Locate each line in the entries below that contains the word "outcrop" and copy those lines.

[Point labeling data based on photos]
-- Begin --

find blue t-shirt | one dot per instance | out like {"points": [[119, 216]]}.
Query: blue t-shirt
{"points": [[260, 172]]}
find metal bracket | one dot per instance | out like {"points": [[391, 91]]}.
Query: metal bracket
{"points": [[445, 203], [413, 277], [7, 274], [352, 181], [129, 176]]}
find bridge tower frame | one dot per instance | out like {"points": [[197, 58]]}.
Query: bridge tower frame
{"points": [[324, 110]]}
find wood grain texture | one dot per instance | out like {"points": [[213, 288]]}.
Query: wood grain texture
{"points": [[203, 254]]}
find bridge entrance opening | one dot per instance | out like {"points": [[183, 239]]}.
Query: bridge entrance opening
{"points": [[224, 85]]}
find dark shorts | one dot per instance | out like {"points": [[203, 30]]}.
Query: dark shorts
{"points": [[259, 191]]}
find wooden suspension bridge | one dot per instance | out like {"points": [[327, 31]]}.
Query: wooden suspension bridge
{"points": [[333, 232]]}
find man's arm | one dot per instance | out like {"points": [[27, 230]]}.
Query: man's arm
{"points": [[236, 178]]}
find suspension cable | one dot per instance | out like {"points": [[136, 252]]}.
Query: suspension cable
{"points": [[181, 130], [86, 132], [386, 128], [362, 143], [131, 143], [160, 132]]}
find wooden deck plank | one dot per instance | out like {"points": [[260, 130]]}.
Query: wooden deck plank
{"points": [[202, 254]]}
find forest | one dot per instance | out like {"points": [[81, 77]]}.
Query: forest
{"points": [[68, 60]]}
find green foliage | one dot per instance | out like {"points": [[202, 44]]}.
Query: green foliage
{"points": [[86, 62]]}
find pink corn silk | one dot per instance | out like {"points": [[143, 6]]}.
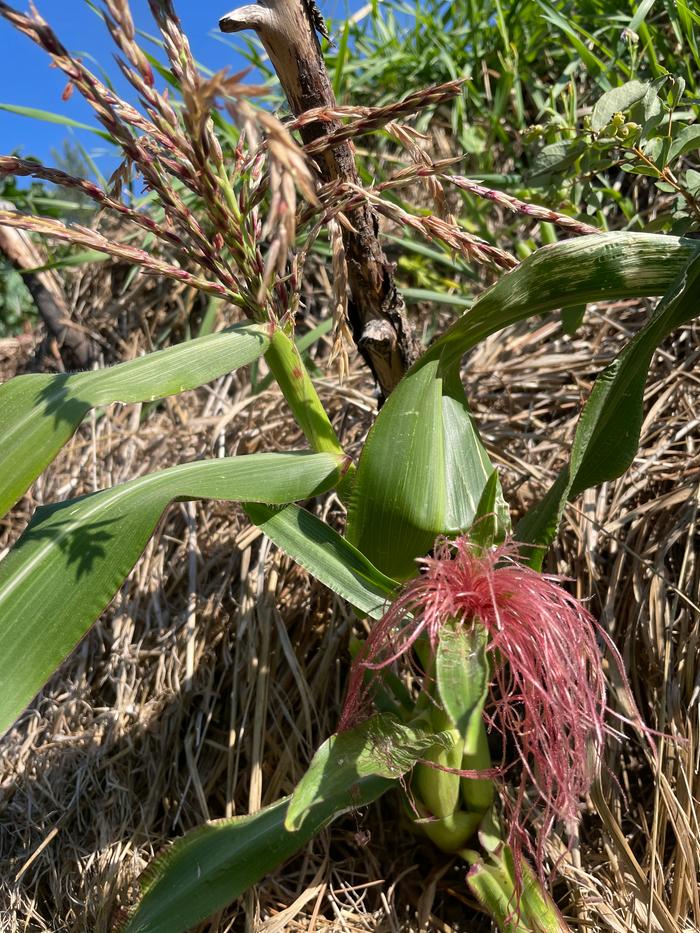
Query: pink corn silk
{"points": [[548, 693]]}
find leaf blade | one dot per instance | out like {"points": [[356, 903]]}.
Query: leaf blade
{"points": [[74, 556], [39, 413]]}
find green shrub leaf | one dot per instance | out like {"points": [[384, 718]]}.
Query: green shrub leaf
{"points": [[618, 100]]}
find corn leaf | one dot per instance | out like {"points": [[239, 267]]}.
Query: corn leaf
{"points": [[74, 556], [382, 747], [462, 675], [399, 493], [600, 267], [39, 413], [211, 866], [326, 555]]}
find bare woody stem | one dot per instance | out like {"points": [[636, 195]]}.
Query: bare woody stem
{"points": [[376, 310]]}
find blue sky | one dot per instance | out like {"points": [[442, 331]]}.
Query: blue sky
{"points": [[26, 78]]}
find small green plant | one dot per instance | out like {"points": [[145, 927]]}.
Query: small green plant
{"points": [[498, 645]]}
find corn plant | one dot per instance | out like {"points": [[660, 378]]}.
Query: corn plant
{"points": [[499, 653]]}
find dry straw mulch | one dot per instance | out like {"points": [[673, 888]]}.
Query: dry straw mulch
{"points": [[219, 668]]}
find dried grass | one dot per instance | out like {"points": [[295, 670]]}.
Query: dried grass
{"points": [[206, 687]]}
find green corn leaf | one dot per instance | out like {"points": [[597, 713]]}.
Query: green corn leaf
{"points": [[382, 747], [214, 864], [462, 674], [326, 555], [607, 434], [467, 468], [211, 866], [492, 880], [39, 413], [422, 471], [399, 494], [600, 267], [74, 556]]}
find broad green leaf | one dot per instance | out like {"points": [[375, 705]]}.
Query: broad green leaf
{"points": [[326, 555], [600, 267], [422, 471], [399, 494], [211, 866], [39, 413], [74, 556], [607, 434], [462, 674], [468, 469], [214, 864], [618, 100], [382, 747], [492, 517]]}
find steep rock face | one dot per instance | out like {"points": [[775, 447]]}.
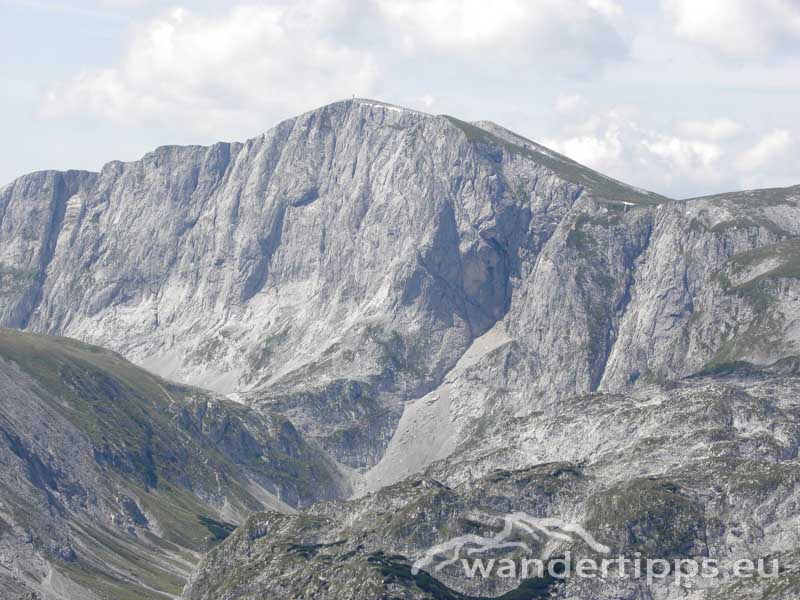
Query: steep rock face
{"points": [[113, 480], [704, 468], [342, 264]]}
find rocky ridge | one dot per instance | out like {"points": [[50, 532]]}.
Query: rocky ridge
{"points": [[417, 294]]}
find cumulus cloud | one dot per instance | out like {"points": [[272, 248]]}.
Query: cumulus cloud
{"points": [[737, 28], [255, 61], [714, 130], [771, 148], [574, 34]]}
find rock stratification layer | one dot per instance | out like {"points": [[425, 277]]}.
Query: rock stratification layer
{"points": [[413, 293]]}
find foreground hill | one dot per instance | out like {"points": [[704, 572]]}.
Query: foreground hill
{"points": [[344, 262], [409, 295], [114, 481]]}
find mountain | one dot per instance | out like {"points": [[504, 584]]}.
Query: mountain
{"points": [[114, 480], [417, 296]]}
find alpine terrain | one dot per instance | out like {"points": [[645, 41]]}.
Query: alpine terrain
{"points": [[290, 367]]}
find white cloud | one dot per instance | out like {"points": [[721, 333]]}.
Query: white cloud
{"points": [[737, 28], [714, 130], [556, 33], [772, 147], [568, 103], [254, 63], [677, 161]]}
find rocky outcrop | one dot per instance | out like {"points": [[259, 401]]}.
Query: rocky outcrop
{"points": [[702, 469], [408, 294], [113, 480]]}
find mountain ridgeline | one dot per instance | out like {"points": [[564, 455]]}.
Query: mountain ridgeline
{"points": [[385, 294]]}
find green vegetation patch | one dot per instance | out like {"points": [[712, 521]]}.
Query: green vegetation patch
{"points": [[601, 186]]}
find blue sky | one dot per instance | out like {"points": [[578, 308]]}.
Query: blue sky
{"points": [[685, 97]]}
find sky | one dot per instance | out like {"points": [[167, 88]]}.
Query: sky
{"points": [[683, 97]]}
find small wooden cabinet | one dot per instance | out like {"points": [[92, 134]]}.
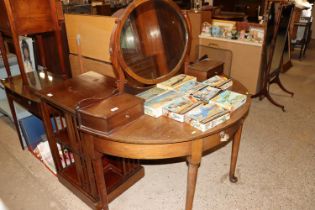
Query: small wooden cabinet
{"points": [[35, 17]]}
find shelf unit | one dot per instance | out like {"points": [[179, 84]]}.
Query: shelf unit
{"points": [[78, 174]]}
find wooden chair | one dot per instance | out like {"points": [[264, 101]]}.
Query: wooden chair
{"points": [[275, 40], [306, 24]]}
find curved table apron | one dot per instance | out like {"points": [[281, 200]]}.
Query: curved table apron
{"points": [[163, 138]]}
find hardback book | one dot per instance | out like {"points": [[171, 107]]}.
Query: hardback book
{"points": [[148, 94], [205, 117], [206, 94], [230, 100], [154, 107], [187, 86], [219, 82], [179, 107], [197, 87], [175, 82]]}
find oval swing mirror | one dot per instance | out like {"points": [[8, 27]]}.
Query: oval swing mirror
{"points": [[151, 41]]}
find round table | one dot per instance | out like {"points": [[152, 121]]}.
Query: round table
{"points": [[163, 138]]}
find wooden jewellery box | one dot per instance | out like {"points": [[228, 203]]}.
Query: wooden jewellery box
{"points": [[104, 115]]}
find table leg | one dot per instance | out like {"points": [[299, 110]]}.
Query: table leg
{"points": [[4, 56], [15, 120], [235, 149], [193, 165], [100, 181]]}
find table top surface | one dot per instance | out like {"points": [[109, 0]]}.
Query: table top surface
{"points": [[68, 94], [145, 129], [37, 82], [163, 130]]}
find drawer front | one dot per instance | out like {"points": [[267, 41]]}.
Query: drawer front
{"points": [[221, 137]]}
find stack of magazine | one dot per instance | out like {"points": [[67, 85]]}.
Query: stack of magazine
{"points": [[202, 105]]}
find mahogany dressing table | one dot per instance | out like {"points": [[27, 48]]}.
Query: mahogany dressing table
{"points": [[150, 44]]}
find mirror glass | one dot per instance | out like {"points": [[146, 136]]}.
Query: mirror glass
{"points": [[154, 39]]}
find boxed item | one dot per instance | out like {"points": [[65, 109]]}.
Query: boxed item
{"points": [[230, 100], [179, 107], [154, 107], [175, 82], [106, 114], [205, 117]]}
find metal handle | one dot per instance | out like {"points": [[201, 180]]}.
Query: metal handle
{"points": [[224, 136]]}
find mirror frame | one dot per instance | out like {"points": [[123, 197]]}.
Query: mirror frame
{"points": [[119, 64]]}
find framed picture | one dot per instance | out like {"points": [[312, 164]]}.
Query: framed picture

-- End --
-- Begin --

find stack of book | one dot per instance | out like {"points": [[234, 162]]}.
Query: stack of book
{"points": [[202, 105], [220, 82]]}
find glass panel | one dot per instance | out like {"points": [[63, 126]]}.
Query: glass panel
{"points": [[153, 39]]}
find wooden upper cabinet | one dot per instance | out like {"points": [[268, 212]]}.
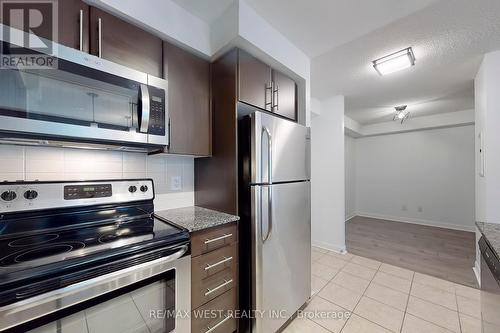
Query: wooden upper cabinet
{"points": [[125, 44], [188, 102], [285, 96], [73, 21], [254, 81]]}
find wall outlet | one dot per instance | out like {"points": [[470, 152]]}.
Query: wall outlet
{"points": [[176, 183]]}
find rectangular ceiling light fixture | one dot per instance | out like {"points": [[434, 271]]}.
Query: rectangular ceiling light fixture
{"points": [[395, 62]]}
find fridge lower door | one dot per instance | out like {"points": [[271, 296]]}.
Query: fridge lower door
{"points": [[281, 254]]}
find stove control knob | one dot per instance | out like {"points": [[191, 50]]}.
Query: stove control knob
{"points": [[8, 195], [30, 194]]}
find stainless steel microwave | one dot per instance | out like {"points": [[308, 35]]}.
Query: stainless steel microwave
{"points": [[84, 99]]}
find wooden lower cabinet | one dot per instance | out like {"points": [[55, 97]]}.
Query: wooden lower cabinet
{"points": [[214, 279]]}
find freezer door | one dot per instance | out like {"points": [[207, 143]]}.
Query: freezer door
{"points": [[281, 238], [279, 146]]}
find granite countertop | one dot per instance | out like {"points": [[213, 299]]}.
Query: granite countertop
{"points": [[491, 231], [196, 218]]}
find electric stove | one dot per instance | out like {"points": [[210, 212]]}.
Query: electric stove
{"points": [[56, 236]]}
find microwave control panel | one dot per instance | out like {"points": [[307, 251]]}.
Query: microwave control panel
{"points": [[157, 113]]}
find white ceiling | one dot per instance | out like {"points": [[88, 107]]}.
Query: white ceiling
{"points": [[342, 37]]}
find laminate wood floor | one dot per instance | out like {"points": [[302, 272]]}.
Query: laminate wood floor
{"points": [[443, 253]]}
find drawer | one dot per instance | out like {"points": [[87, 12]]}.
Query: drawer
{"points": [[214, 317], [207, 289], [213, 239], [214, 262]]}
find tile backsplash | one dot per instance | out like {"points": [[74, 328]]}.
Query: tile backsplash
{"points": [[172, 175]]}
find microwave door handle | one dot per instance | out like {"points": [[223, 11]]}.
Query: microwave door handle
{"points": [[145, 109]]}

-- End --

### Solution to this problem
find rocky outcrop | one dot per instance | out like {"points": [[259, 401]]}.
Query: rocky outcrop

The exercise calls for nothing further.